== EJERCICIO ESCRITO A ==
Según el fragmento sobre el mercado de Argentan, ¿en qué lugar pronunció Michel Foucault su conferencia de 1964?
== EJERCICIO ESCRITO B ==
Transcribe sin cambios las líneas de los registros que van desde la que contiene "# mark the region of every instance of the eyeglass nose" hasta la que contiene "[[[125,72],[128,77],[140,77],[142,71],[140,70],[127,70]]]", ambas incluidas.

Conocí a Freud en el mercado de la subprefectura de Argentan (Orne), cuando tenía unos quince años. El hombre había asumido la apariencia de una figura de papel que firmaba los títulos de obras ajadas, compradas por unas monedas en el puesto de una librera de lance que, probablemente sin saberlo, fue el genio bueno de mis años de adolescente triste. Me acuerdo como si fuera ayer de la compra de Tres ensayos de teoría sexual, con la cubierta negra y violeta del libro de bolsillo de la colección “Idées” de Gallimard; tengo todavía el precioso volumen con el precio indicado en lápiz en la primera página.

Entre el puesto de los sostenes y las fajas de color carne, armazones blindadas de tela de lona destinadas a las corpulentas granjeras que acudían a hacer la compra, y el del ferretero que vendía bagatelas de hojalata a los maridos directamente salidos de un relato de Maupassant, esa señora de pelo corto, desaparecida desde entonces de la faz de la Tierra, me vendía casi por nada una gran cantidad de libros que yo leía con avidez, en el desorden y el caos de un alma hambrienta de luces.

Yo salía, en efecto, de cuatro años pasados en un orfanato de sacerdotes salesianos, pedófilos algunos de ellos, y los libros ya me habían salvado de ese infierno en el que no se sabía si, a la mañana siguiente, no se habría bajado un escalón más hacia la infamia. Viví en esa hoguera de vicio entre los diez y los catorce años, la edad de mi regreso a la vida. Entre dos clases de mi primer año en el liceo, 1973, pasaba pues por el mercado y aprovisionaba mi cartera de poetas y escritores, biografías y sociología, psicología y filosofía.

Descubría en esos años los Manifiestos del surrealismo de André Breton y me entusiasmaba con la escritura automática, el ejercicio del cadáver exquisito, la poesía en la calle, la prosa jubilosa y el espíritu libertario de los artistas. Rimbaud me imponía su ley, también Baudelaire, y los surrealistas de vidas quemadas me permitían encender mis promesas vacilantes en sus volcanes incandescentes.

En las bolsas de libros comprados y revendidos para comprar otros hallé tres pepitas dispersas: Nietzsche, Marx y Freud. Estaba muy lejos de imaginar que un tal Michel Foucault había transformado el nombre de esos tres pensadores en el título de una conferencia pronunciada en Royaumont en 1964, durante un coloquio “Nietzsche”. Me encontraba a años luz de saber que, bajo esa magnífica triangulación, se ocultaba una inmensa promesa de fuegos filosóficos contemporáneos. Me movía ciego en un mundo de señales ya titilantes.

Entradas de contorno etiquetadas:
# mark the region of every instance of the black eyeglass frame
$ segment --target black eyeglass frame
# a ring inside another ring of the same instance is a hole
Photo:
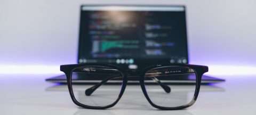
[[[113,69],[117,69],[122,72],[123,76],[121,91],[118,95],[117,99],[112,104],[102,106],[92,106],[83,104],[78,102],[75,98],[74,95],[73,90],[72,88],[72,79],[71,76],[73,70],[78,67],[82,67],[84,66],[102,66],[106,67],[111,68]],[[167,66],[179,66],[179,67],[188,67],[194,70],[195,72],[196,76],[196,90],[195,91],[194,97],[192,99],[192,101],[190,101],[189,103],[177,107],[164,107],[162,106],[159,106],[155,104],[150,99],[147,93],[147,91],[146,89],[145,85],[145,73],[149,70],[158,68],[161,67],[167,67]],[[70,95],[71,98],[73,102],[78,106],[90,109],[106,109],[114,106],[121,99],[122,96],[123,95],[125,87],[127,83],[127,77],[128,77],[128,72],[125,70],[119,68],[119,67],[112,65],[112,64],[96,64],[96,63],[82,63],[82,64],[66,64],[66,65],[60,65],[60,71],[63,72],[66,77],[67,77],[67,81],[68,87],[68,90],[69,91],[69,94]],[[143,93],[145,96],[146,98],[149,102],[149,103],[154,107],[161,109],[161,110],[180,110],[185,108],[188,108],[192,105],[193,105],[195,101],[196,101],[199,91],[200,90],[200,86],[201,84],[202,76],[203,75],[208,71],[208,67],[204,65],[193,65],[193,64],[157,64],[155,65],[150,66],[148,68],[146,68],[143,70],[138,71],[134,70],[132,72],[136,72],[138,76],[139,77],[139,82],[140,85],[142,90]]]

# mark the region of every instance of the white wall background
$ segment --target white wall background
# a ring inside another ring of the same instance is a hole
[[[86,4],[185,5],[190,63],[256,65],[255,0],[0,0],[0,65],[75,63]]]

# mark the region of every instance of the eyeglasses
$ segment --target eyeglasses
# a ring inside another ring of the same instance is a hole
[[[179,110],[191,106],[196,101],[203,74],[207,66],[170,64],[155,65],[143,70],[125,70],[116,65],[78,64],[60,65],[67,76],[69,94],[78,106],[105,109],[114,106],[121,98],[128,79],[138,78],[143,93],[149,103],[161,110]],[[75,84],[74,79],[93,79],[87,85]],[[189,85],[170,85],[170,78],[190,79]],[[167,79],[168,78],[168,79]],[[119,82],[118,81],[122,81]],[[109,85],[115,83],[115,85]]]

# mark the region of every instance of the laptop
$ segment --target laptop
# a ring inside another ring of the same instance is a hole
[[[128,70],[159,63],[189,63],[185,6],[82,5],[80,18],[78,63],[116,64]],[[73,83],[82,84],[101,79],[72,79]],[[190,84],[195,79],[170,77],[161,82]],[[67,82],[65,75],[46,80]],[[204,76],[202,83],[224,81]],[[138,78],[128,81],[139,82]]]

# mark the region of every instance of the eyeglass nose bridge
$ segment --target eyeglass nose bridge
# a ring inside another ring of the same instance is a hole
[[[125,72],[128,77],[140,77],[142,71],[140,70],[127,70]]]

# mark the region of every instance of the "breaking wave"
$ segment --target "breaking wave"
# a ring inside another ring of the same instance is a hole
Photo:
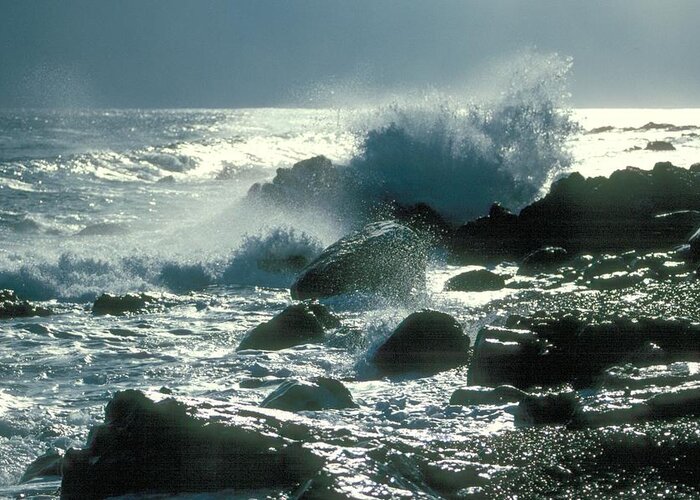
[[[571,163],[566,140],[578,128],[566,107],[570,66],[528,53],[511,63],[496,97],[432,93],[379,107],[362,118],[349,165],[335,173],[283,169],[272,188],[252,193],[277,203],[335,203],[339,213],[353,205],[361,215],[386,202],[427,203],[454,221],[483,214],[494,201],[523,206]]]

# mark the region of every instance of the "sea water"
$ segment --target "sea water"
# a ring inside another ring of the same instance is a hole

== RESPUESTA A ==
En Royaumont, durante un coloquio "Nietzsche".

== RESPUESTA B ==
# mark the region of every instance of the eyeglass nose bridge
$ segment --target eyeglass nose bridge
# a ring inside another ring of the same instance is a hole
[[[125,72],[128,77],[140,77],[142,71],[140,70],[127,70]]]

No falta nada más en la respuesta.